Exercise material
**********

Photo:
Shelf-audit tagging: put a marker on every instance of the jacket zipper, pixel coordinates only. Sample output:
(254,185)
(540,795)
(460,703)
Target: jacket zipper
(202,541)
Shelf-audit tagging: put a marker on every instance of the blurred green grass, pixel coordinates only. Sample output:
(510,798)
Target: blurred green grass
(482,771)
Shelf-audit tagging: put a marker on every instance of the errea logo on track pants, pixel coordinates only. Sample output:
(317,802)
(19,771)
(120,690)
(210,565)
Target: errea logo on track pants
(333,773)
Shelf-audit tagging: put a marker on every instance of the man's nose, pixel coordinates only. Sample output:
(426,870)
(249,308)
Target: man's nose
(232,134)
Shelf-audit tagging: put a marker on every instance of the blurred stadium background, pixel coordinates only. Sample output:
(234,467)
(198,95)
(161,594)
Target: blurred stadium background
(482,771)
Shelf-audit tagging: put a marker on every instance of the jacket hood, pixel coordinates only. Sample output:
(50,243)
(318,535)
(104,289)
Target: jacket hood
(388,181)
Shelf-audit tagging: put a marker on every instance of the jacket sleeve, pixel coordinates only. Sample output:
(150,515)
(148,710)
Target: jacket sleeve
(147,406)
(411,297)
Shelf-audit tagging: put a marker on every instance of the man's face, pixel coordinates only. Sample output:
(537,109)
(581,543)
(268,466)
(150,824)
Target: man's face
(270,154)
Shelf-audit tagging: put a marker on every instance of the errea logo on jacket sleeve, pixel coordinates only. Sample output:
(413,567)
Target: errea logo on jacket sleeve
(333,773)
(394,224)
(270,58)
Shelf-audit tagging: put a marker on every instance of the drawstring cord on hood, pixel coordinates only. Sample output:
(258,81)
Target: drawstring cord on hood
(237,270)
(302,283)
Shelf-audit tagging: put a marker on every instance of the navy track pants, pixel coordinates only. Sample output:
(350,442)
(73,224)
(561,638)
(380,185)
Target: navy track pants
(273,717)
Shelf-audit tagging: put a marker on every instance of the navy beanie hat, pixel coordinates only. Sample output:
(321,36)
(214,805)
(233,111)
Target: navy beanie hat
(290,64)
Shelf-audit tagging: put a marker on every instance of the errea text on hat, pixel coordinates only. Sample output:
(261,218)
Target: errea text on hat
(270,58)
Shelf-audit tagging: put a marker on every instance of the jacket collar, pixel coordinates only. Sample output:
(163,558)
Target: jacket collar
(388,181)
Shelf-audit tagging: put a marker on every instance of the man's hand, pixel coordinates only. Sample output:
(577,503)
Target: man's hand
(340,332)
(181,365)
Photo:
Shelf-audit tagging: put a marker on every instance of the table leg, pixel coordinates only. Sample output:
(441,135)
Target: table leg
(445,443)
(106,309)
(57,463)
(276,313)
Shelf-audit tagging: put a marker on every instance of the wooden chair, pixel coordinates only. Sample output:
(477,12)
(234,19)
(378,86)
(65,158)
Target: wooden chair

**********

Task details
The entries above must be returned exactly.

Solution to the problem
Photo:
Shelf-audit tagging: put a marker on every instance of the jacket zipper, pixel coordinates only. Sample output:
(254,185)
(540,795)
(460,703)
Target: jacket zipper
(202,541)
Shelf-audit tagging: put a marker on every instance of the blurred green grass, pixel coordinates only. Sample output:
(510,798)
Target: blurred green grass
(482,771)
Shelf-audit tagging: put a marker on every instance of the errea logo on track pants, pixel coordinates only. Sample output:
(317,802)
(19,771)
(120,690)
(210,565)
Target: errea logo on track pants
(333,773)
Shelf-audit tagging: put a marker on every instance of the man's nose, pixel coordinates only. Sample output:
(426,870)
(249,308)
Target: man's nose
(232,134)
Shelf-audit tagging: put a marker on every instance of the blurred stadium background, pixel coordinates only. Sample output:
(234,467)
(198,95)
(161,594)
Target: blurred stadium background
(482,771)
Shelf-audit tagging: put a marker on every instance of the jacket hood, pixel coordinates only. Sample output:
(50,243)
(318,535)
(104,289)
Target: jacket hood
(388,181)
Shelf-audit tagging: put a marker on every instance of the jacket sleeve, pixel coordinates only. Sample output:
(150,515)
(148,710)
Target: jacket sleeve
(147,406)
(411,297)
Shelf-audit tagging: put a marker on every instance of the man's face, pixel coordinates only. Sample output:
(537,109)
(581,543)
(268,466)
(150,824)
Target: man's face
(270,154)
Shelf-audit tagging: put a marker on every instance of the errea logo on jacket sleeve, pixel coordinates only. Sample output:
(413,567)
Target: errea logo on jacket sleeve
(333,773)
(394,224)
(270,58)
Shelf-audit tagging: put a marker on every instance of the drawstring cord on hood, pixel coordinates only. Sample output:
(258,81)
Target: drawstring cord on hood
(237,270)
(302,283)
Shelf-audit tagging: put a marker on every instance of the navy track pants, pixel coordinates only. Sample output:
(350,442)
(73,224)
(561,638)
(380,185)
Target: navy track pants
(273,717)
Shelf-audit tagging: put a marker on every instance of the navy beanie hat, pixel coordinates only. Sample output:
(321,36)
(214,805)
(233,111)
Target: navy beanie hat
(290,64)
Shelf-audit tagging: put a marker on every instance of the errea text on hat, pixel coordinates only. Sample output:
(261,218)
Target: errea text on hat
(270,58)
Shelf-audit tagging: put a marker on every instance of the jacket collar, pixel coordinates only. Sample output:
(163,558)
Target: jacket collar
(388,181)
Shelf-audit tagging: put a marker on every instance of the man's hand, pixel coordinates only. Sample output:
(577,503)
Target: man's hand
(340,332)
(181,365)
Photo:
Shelf-audit tagging: put a marker on every instance of the table leg, pixel coordinates only. Sample output:
(441,135)
Target: table leg
(445,443)
(106,309)
(57,463)
(276,313)
Shelf-audit tagging: put a marker on every instance of the wooden chair, pixel coordinates only. Sample output:
(477,12)
(234,19)
(378,86)
(65,158)
Target: wooden chair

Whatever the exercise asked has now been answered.